▸ **待处理记录**
========================
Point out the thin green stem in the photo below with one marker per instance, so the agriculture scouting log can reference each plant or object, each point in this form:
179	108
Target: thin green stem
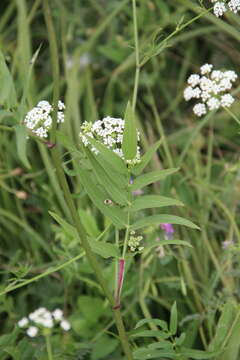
116	261
137	73
126	236
67	194
49	347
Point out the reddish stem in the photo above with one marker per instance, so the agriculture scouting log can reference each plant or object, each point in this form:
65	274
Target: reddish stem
121	266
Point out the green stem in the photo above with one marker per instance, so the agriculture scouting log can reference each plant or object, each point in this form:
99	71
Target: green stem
116	261
137	73
66	191
49	347
126	236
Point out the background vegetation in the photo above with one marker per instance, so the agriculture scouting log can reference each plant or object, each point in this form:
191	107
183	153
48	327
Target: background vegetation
96	50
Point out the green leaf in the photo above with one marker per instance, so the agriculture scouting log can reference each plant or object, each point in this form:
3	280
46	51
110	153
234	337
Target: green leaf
146	353
223	326
121	180
98	196
151	333
89	223
161	219
91	308
103	249
103	347
167	242
158	322
69	229
110	156
146	158
66	142
163	344
198	354
116	194
129	144
8	95
150	178
153	201
21	139
173	319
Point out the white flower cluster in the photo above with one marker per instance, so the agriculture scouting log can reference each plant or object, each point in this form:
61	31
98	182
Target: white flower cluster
134	242
211	87
220	7
109	131
39	119
43	318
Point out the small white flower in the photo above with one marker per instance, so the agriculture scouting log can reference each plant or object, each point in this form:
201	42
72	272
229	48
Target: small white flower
212	87
109	131
213	103
206	69
219	8
23	322
234	5
32	331
65	325
188	93
227	100
57	314
193	79
200	109
39	119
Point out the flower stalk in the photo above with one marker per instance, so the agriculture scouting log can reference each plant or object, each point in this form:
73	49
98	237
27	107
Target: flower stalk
67	194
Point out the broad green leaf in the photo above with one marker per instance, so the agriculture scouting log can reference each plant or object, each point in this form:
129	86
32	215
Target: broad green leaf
150	178
8	95
91	308
146	158
98	197
116	194
152	333
198	354
66	141
21	138
89	223
167	242
161	219
110	156
158	322
8	338
104	249
146	353
163	344
173	319
179	340
104	346
223	326
68	228
153	201
129	144
121	180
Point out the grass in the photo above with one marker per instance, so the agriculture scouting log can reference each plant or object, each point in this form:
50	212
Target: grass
42	264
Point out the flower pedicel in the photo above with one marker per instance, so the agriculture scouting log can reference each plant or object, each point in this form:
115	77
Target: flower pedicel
220	7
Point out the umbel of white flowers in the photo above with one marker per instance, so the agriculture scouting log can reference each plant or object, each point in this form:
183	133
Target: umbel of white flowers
109	131
212	87
39	119
43	319
220	7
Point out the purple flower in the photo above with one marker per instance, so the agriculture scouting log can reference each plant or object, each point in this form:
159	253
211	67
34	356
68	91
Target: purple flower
168	230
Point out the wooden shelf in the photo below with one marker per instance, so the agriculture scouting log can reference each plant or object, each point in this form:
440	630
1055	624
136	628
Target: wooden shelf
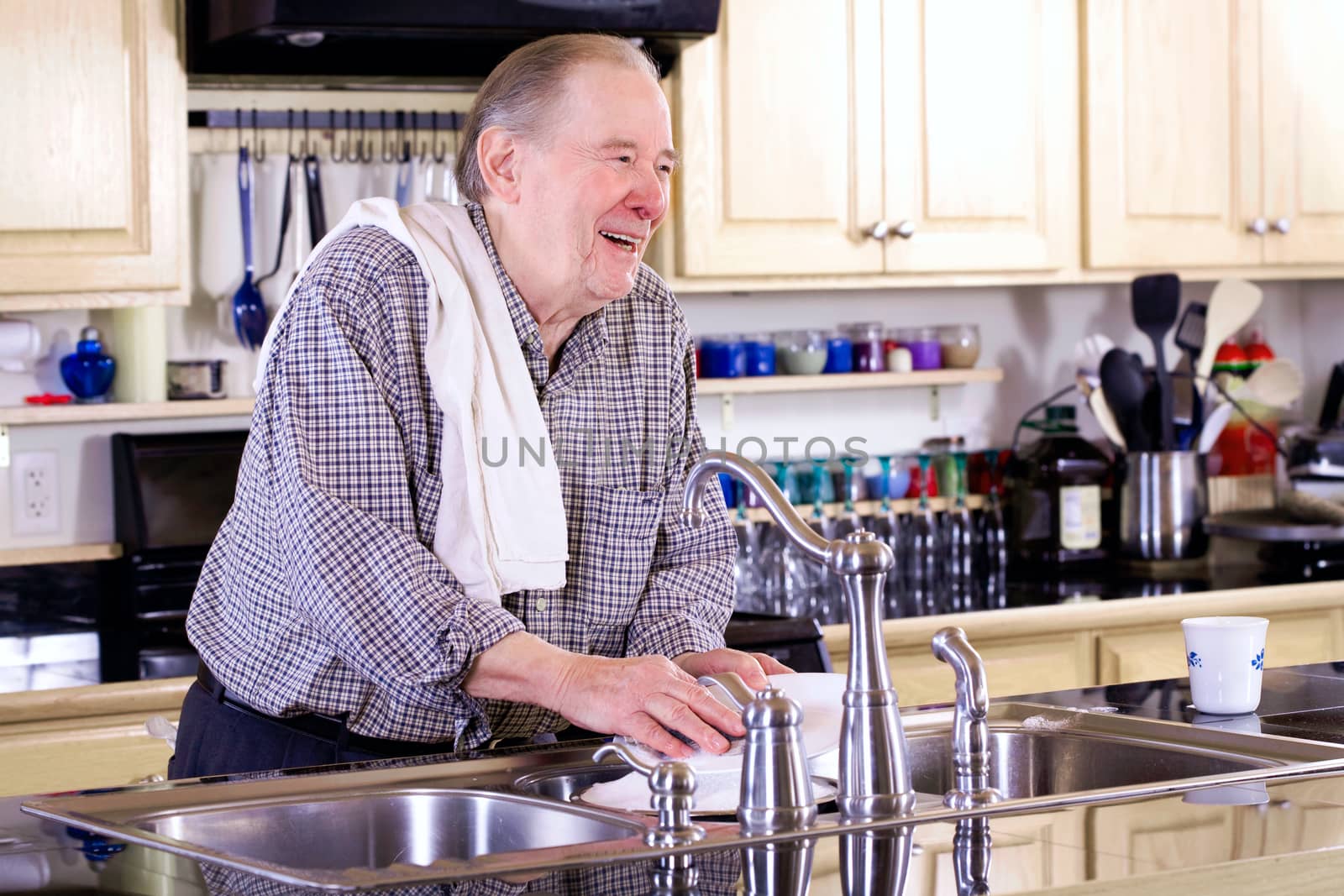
========================
▸ **待办**
请把上面所有行中的“agriculture scouting log”改为“field survey record”，其余内容一律不变，重新写出这些行，答案中不要包含图片。

▸ **任务答案**
Point out the thin green stem in the photo below with one marker per instance, so the field survey record can reference each plant or object, each point in this form:
179	108
Target: thin green stem
116	261
137	73
126	236
67	194
49	347
Point out the reddish stem in the photo above with one marker per instance, so the field survey record can reference each plant or object, each point in this form:
65	274
Target: reddish stem
121	266
Point out the green stem in the photo above with one marker per instance, so the field survey record can reference each plant or object, each point in this form:
99	71
Target: green stem
116	261
137	73
66	191
49	347
126	236
Point out the background vegetation in the photo above with one marker per instance, so the field survey record can reference each plant or object, each point in this form:
191	107
183	153
48	327
Target: background vegetation
96	50
Point out the green leaf in the photo above with one marker per instance, so the field survey record can reference each plant or object, each point in this form:
3	280
46	51
110	153
234	337
Target: green leaf
146	353
223	326
121	180
98	196
151	333
89	223
161	219
91	308
103	249
103	347
167	242
158	322
69	229
110	156
146	158
66	142
163	344
198	354
116	194
129	144
8	95
150	178
153	201
21	139
173	319
Point out the white flower cluster in the photo above with one marker per instance, so the field survey record can reference each plant or object, each point in this form:
61	31
98	182
Target: white flower cluster
134	242
211	87
220	7
109	131
39	119
43	318
Point out the small white flower in the photo above with one marker per instance, so the field survey record can reference each plant or object, each point in this form:
201	42
72	272
229	48
Target: small white flower
212	87
109	131
213	103
206	69
219	8
23	322
234	5
32	331
65	325
188	93
227	100
57	314
193	79
200	109
39	119
Point out the flower stalk in the photo above with one marker per instance, so the field survey record can reference each plant or object, each point in this form:
73	49
98	237
27	107
Target: flower stalk
67	194
Point out the broad green leaf in the photo above with one marker per instance, so the field survey record can reference each plant or object, each point in this form:
129	86
32	215
Target: broad green leaf
150	178
8	95
91	308
146	158
98	197
116	194
152	333
198	354
66	141
21	138
89	223
167	242
161	219
110	156
158	322
8	338
104	249
146	353
163	344
173	319
179	340
104	346
223	326
68	228
153	201
129	144
121	180
Point out the grass in the photo above with one marker per instance, so the field survey record can reference each plant or object, each point in this form:
50	212
Target: grass
42	264
Point out the flower pedicel in the photo above with one marker per instance, so the field survey record can reference each plant or object, each point in this form:
115	77
Target: flower pedicel
220	7
Point out the umbel of white flowers in the photo above with one marker per instance, so the field survey record can reference each plant or object, each point in this form:
183	133
Target: umbel of white flowers
109	131
212	87
39	119
43	319
220	7
Point out the purple flower in the photo above with one marker per instance, so the field survey record can reference each plant or object, each point in this form:
159	253
211	67
34	356
68	91
Target: purple flower
168	230
Point out the wooden shelf in the photo below with one marker per instance, so the field survey record can reference each plant or object, each point in this form:
440	630
1055	624
136	628
Target: wooden shelf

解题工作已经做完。